Source passage
┏━━
A Parade Of Misogyny

Title: In A Lonely Place

This is another of a series of book / film comparisons. This time I read the book first. I can’t remember how I stumbled upon it, but in doing a bit of research on it, I discovered that a film was made of it. Not only that, but it’s considered one of the classic film noir and is on some best films list (like the Time Magazine Best Films of all Time). Seeing that it starred Humphrey Bogart sparked my interest even more. Between The Maltese Falcon, Dark Passage, and The Big Sleep, I’ve seen Bogart now in several of his noir classics (not to mention non-noir classics like Casablanca, Treasure of the Sierra Madre, and The African Queen).

The first thing that was very surprising is how different the film is from the novel. Yes, they have the same major characters. Bogart stars as Dix Steele, a man with personal demons. His best friend from the war turned police detective, Brub, and his wife Sylvia are also in both. In both cases, Laurel Gray is Steele’s love interest.
┗━━
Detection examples
┏━━
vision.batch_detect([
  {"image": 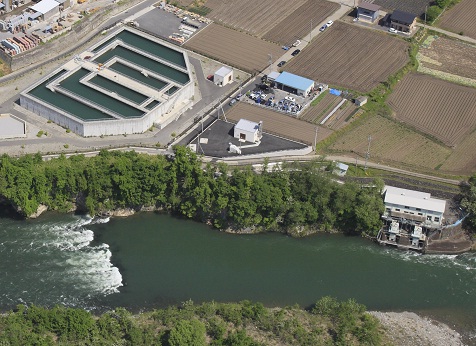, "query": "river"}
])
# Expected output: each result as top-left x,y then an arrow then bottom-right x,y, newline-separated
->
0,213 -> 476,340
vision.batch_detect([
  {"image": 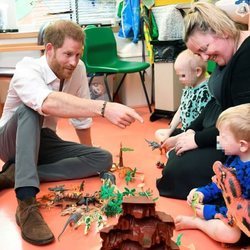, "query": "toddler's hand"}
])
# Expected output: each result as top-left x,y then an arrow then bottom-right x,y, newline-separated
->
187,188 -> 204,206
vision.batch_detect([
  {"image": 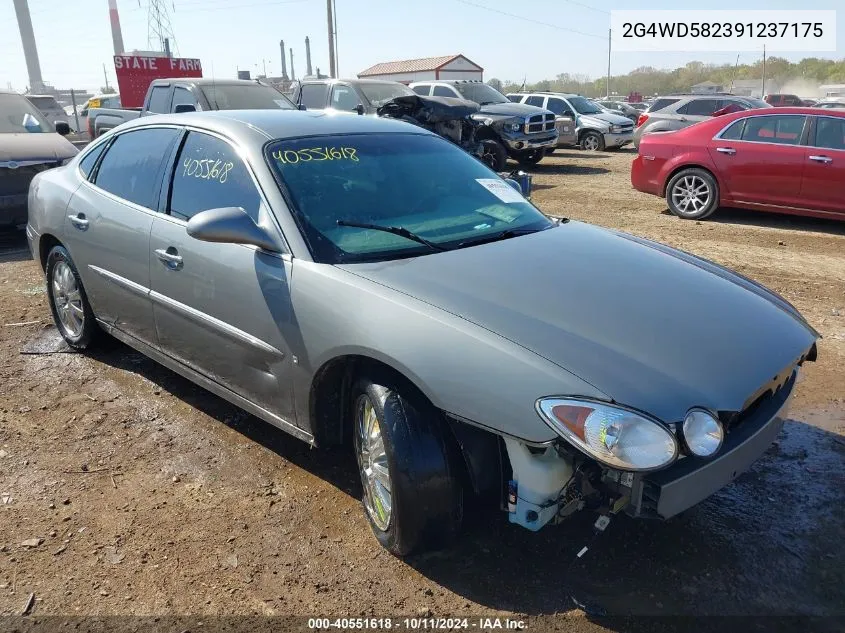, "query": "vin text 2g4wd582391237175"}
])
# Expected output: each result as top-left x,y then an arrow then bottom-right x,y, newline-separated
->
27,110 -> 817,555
┗━━
Task directions
In the book-and-film comparison above, who plays Dix Steele in the film?

Finished answer
Humphrey Bogart